• Instructions for the task
Word-for-word transcription: reproduce all of the data, but not the pictures.

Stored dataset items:
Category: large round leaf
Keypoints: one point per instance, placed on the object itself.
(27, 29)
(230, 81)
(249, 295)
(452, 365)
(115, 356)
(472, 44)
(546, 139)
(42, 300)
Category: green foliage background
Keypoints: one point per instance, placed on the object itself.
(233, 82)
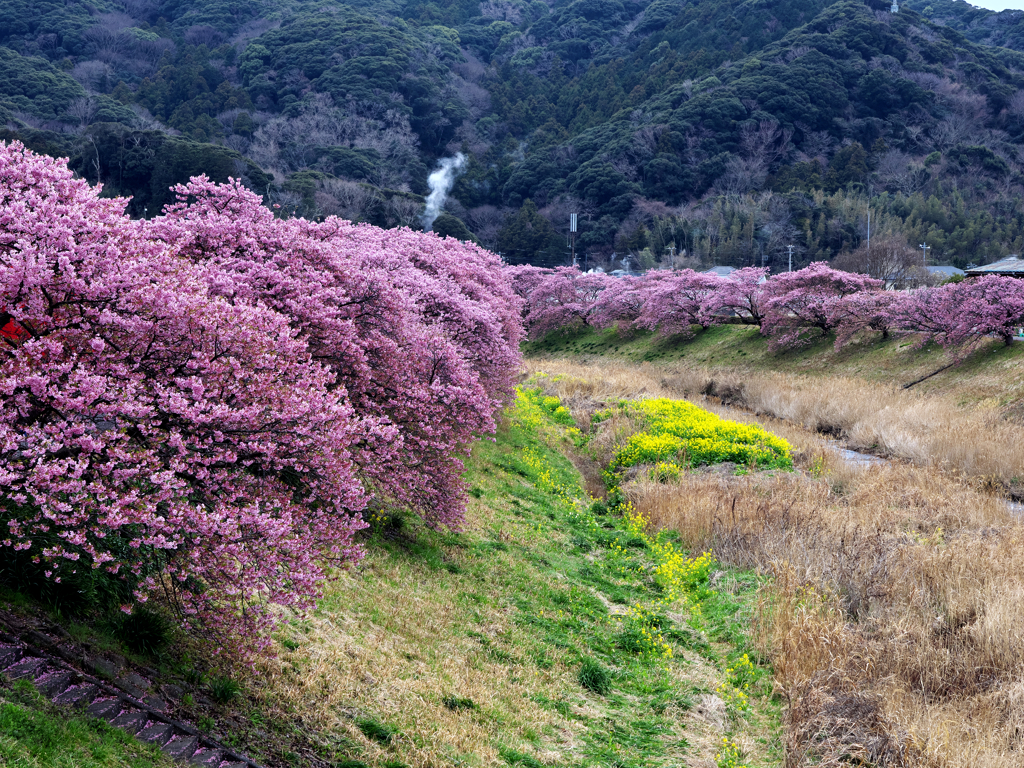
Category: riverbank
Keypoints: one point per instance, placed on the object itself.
(992, 376)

• Task response
Category: large round leaf
Keypoints: one point per instance, placed on the object itself.
(27, 29)
(230, 81)
(249, 295)
(452, 365)
(115, 356)
(472, 44)
(546, 139)
(42, 300)
Category: green foliage background
Keypoints: one point per instance, placed on the object itself.
(233, 82)
Category: riverbank
Keypoints: one point per instance, placed on the object itself.
(992, 376)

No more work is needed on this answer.